BEGIN
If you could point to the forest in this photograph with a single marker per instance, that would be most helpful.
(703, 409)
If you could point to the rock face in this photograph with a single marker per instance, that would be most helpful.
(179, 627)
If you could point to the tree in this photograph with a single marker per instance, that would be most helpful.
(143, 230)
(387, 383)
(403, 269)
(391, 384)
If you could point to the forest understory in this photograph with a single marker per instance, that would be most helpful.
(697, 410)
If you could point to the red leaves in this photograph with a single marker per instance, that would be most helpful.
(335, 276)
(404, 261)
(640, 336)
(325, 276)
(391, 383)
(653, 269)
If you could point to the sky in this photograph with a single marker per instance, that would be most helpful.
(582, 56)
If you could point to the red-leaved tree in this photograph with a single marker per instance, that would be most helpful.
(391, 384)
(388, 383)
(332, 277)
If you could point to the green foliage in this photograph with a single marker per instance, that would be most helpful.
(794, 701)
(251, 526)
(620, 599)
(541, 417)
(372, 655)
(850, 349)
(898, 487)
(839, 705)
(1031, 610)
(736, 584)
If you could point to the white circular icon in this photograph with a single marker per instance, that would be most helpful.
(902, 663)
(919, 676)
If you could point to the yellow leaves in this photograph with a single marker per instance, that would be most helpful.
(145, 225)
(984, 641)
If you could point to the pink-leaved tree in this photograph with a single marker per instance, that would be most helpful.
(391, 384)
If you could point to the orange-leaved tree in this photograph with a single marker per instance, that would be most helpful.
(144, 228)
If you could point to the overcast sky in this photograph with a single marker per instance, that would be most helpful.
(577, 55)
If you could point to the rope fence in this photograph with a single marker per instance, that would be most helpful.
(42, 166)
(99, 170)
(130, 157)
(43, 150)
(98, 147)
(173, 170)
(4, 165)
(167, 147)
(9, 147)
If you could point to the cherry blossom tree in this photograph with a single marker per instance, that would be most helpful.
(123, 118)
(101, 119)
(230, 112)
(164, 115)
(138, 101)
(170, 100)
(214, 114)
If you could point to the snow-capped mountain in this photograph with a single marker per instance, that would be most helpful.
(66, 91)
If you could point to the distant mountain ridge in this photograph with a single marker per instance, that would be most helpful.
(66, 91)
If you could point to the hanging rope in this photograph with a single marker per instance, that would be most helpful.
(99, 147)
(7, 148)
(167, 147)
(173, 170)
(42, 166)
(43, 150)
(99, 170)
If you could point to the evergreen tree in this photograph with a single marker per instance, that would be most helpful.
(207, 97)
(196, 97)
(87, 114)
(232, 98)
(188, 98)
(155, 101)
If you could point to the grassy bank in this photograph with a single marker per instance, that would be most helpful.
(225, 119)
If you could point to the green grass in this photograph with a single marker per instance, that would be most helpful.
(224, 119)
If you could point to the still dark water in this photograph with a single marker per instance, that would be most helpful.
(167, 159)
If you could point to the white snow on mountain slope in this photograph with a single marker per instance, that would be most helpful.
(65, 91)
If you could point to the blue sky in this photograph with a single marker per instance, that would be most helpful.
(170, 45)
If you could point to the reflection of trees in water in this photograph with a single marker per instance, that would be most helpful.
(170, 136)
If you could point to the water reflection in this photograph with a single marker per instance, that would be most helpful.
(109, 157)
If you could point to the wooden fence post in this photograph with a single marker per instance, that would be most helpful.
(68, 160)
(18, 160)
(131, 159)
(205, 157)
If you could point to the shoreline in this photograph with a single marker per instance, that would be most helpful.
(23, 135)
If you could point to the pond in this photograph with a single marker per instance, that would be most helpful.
END
The lines to set down, exactly and with both ends included, run from the one containing "If you could point to the wooden" to the last line of the data above.

Expected output »
If you could point to the wooden fence post in this photograph with a single marker per instance, that would be most helpful.
(68, 160)
(18, 160)
(131, 159)
(205, 157)
If you could point to the shoreline in this photograph with a single marker per instance, that would be most helpful.
(23, 135)
If you could point to the pond in this photograph with a single marker per instance, that would be most helpful.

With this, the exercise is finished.